TASK INSTRUCTIONS: Every entry below is to be retyped exactly as it appears.

########################################

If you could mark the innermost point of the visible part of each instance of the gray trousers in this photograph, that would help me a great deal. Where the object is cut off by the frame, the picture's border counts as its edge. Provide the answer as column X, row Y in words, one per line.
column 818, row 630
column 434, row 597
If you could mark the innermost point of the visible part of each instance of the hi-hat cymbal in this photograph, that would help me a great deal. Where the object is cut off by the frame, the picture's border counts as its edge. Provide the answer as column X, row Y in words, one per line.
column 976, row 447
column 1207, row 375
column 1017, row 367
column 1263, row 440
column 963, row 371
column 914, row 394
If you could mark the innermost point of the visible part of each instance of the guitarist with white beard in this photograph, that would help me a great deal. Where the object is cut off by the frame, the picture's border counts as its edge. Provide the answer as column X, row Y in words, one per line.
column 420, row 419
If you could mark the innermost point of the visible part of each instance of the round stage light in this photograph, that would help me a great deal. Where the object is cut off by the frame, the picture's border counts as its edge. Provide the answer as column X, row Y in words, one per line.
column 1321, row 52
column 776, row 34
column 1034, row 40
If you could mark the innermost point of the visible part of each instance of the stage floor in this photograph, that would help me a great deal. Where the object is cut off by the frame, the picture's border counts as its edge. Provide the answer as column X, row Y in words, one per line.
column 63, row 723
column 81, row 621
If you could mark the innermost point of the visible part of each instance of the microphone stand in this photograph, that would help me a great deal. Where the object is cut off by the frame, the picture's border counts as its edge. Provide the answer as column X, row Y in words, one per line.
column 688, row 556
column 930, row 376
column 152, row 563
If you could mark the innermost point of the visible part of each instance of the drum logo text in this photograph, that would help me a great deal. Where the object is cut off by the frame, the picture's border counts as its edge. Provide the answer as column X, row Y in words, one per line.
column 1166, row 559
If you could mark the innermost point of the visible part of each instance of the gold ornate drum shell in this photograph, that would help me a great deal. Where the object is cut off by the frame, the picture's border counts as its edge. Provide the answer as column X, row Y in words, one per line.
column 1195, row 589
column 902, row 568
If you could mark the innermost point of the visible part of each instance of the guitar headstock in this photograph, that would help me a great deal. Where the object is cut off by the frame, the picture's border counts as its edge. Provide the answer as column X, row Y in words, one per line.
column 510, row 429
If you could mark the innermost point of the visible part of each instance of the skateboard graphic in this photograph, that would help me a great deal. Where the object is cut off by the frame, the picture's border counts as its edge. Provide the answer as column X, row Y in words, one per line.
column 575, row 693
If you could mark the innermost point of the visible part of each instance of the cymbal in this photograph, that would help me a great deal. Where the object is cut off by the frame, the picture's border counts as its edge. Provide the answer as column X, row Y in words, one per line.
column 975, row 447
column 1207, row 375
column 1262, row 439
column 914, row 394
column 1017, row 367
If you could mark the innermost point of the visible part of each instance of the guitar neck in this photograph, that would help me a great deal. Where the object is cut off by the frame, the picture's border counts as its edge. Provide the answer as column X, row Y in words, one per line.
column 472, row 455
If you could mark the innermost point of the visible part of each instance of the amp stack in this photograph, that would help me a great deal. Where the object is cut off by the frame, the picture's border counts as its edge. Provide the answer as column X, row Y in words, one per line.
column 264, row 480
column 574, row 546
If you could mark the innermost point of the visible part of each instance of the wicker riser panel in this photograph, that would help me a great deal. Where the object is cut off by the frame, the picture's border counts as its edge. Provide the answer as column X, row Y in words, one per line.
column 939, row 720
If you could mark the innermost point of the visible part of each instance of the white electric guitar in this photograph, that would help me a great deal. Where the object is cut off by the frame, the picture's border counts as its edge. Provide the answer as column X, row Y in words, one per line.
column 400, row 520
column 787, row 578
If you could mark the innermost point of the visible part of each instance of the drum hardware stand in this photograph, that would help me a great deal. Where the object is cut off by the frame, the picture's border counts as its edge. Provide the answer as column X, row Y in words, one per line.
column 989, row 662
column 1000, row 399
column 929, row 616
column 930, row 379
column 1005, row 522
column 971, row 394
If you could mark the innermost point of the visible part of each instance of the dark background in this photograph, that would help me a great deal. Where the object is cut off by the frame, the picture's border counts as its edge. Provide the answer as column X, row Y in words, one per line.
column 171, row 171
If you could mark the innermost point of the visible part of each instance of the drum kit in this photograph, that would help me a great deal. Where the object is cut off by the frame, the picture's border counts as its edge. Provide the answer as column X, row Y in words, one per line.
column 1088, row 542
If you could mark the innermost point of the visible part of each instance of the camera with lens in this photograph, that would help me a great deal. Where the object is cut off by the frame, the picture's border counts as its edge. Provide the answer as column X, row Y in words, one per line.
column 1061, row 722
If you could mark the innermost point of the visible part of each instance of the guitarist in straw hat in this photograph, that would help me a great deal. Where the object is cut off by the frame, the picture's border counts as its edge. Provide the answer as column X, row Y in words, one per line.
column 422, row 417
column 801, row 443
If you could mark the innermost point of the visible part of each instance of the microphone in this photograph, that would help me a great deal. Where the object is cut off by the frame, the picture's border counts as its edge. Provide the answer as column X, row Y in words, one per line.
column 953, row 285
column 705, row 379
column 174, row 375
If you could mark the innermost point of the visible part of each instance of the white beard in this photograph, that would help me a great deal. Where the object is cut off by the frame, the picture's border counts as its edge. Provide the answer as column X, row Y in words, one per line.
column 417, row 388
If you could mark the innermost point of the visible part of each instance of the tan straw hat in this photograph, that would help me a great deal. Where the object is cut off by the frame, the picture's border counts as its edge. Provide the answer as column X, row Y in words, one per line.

########################################

TASK SOLUTION:
If you could mark the innermost point of the visible part of each instance of the gray trousers in this photograph, that would help me a great deal. Where the object is cut off by the frame, the picture's border counts as its edge. Provide the answer as column X, row Y in words, one per line.
column 818, row 630
column 434, row 597
If you could mark the innermost point of the visible part of each instance of the hi-hat cymbal in this photograph, that would help me a great deal. Where the object is cut off by the frame, the picture's border counts as its edge. Provide the answer as column X, row Y in words, one per line.
column 976, row 447
column 1207, row 375
column 1017, row 367
column 1263, row 440
column 963, row 371
column 914, row 394
If you could mark the innermost point of the visible part of each instance of the guitarist with white beard in this photograph, that would help me a great deal. Where the object is cut off by the frame, the picture's border counts as its edge. Provide the answer as column X, row Y in words, one per line.
column 420, row 419
If you could mark the innermost point of the visible part of each instance of the round stage light in this photograph, that would help me a great deal. Where the object is cut off by the frame, the picture's border counts as its edge. Provide the answer as column X, row Y in words, one per line.
column 1321, row 52
column 776, row 34
column 1034, row 40
If you could mark the innermost point of the visible part of each instance of the stage floor in this photograph, that would help me a great deal. Where the object is cut off by the frame, the picture's border counts as its edge. Provide the answer as column X, row Y in words, one per line.
column 63, row 723
column 81, row 621
If you could mark the innermost point of the visible part of each instance of the microphone stand in this photograph, that would help me a great deal. Where the object is cut off by the frame, the picture's border counts as its edge. Provide the answer as column X, row Y in words, one per line.
column 688, row 556
column 930, row 376
column 152, row 563
If you could mark the innermost point of the visible part of each instance of the drum logo text in this photograph, that would help me a great deal. Where the object is cut off by the frame, the picture's border counts as its edge. Provide the answer as column X, row Y in words, one per line.
column 1166, row 559
If you could mark the innermost point of the visible part of each instance of the gold ornate drum shell in this photograph, that would help me a great deal. Where the object is cut off by the frame, the picture's border counts as its edge. Provide the answer as column X, row Y in words, one per line.
column 1195, row 589
column 902, row 568
If you could mark the innermost point of the visible part of each instance of the guitar headstock in this photograph, that would help me a great deal. Where the object is cut off by the frame, the picture's border counts as its edge. Provide the answer as column X, row Y in words, one per line.
column 510, row 429
If you could mark the innermost point of the visible part of each instance of the skateboard graphic in this photograph, that would help me a great deal. Where the object is cut off by the frame, the picture's border counts as its edge. Provide the answer as column X, row Y in words, one per line.
column 575, row 693
If you could mark the innermost point of the visible part of each instance of the cymbal in this photograph, that would help me a great deal. Where the object is cut off by the frame, the picture's border counts as its edge. Provide the answer as column X, row Y in words, one per line.
column 975, row 447
column 1207, row 375
column 1262, row 439
column 914, row 394
column 1017, row 367
If you could mark the innermost point of the visible part of each instance of the guitar neck in this photograph, that would help me a great deal. Where the object is cut off by the frame, the picture's border counts as its edge. Provide the answer as column X, row Y in words, one per line.
column 472, row 455
If you could mark the innermost point of the visible part of each instance of the amp stack in this photograph, that would help me a great deal. Where the object is cut off by the frame, the picture's border counts as its edge. Provide the answer as column X, row Y in words, one per line.
column 264, row 480
column 574, row 546
If you could mark the innermost point of the visible part of each instance of the wicker riser panel in this photograph, that would help me a great deal. Where the object is cut off by the frame, the picture's border counts as its edge. Provide the answer as column X, row Y in words, one per line.
column 939, row 720
If you could mark the innermost point of the visible part of each instance of the white electric guitar in this photograph, that would help me a great deal. Where the object is cut off by the frame, the picture's border counts as its edge. Provide the answer as column X, row Y in words, one per line.
column 400, row 520
column 787, row 578
If you could mark the innermost point of the visible part of each instance of the drum hardware stand in this photograph, that would help me a great deal. Where the object is cut off by the frame, the picture's border counts as its edge. Provide the answer as column X, row Y in words, one per line.
column 989, row 662
column 1000, row 399
column 929, row 616
column 930, row 379
column 1005, row 522
column 971, row 394
If you could mark the innermost point of the visible part of each instance of the dark background in this photograph, that would help me a great deal. Where the object is cut off by the frame, the picture's border counts as its edge. Provide the answer as column X, row Y in words, one per line.
column 171, row 171
If you could mark the innermost point of the visible part of each instance of the drum kit in this photograph, that would help me a great deal. Where the object is cut off by the frame, the picture's border counts as its edge. Provide the answer as column X, row Y in words, one per line.
column 1088, row 542
If you could mark the innermost point of the visible part of each instance of the camera with lens in this photograph, that would help me a great deal. Where the object is cut off by the frame, the picture's border counts as its edge. Provide the answer as column X, row Y in words, one per line.
column 1061, row 722
If you could mark the innermost point of the visible part of each instance of the guitarist in straw hat in this photograph, that would help me a great deal. Where the object is cut off by the frame, the picture's border counts as its edge. Provide the answer as column X, row Y in words, one per line.
column 422, row 417
column 801, row 443
If you could mark the innermost point of the visible part of each instance of the microphone in this photograph, that would help me a great deal. Where the object is cut off by the frame, the picture's border counts as its edge. Provide the answer as column X, row Y in words, one per line.
column 953, row 285
column 705, row 379
column 174, row 375
If you could mark the innermost point of the visible part of each instance of the white beard in this photograph, that would help me a great deal. Where the object is cut off by the frame, the picture's border counts as its edge. Provide the answer as column X, row Y in words, one per line.
column 417, row 388
If you could mark the innermost point of the visible part of each instance of the tan straw hat in this photograph, that would help me a great deal. Where the object is cut off by the frame, the picture's border counts as its edge. Provide the answer as column X, row Y in words, one per line.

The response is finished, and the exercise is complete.